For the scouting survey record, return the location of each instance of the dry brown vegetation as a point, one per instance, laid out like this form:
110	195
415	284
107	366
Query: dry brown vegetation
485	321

-------

#### EXERCISE OBJECTIVE:
Write out all of the records once more, exactly.

#### SOLUTION TO THIS PROBLEM:
For the scouting survey record, return the location of each instance of the dry brown vegetation as a point, one per instance, laid out like this form:
110	195
415	284
107	366
Query: dry brown vegetation
485	321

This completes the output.